◆ **Exercise aim**: Pick out each line in the listing below that contains the word "sneaker" and copy those lines over unchanged.

◆ **Exercise input**:
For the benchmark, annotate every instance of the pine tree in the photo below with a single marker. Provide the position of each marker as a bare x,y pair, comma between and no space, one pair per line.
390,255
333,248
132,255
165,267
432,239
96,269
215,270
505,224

---

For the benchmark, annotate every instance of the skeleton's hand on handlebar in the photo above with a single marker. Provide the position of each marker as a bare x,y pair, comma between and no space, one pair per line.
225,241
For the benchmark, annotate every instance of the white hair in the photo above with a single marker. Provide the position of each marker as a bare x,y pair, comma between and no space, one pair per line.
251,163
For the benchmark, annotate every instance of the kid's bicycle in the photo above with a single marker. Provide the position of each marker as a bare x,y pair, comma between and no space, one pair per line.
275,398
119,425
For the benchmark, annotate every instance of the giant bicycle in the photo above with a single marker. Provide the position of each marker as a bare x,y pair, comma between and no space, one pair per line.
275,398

--

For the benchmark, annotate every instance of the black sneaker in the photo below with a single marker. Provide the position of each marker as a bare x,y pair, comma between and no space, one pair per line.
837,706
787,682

◆ **Output**:
For the benchmark, annotate every instance of the black sneaker in the photo below with a single marker. Provide the position of each marker as a bare x,y pair, comma between and no space, one pair per line.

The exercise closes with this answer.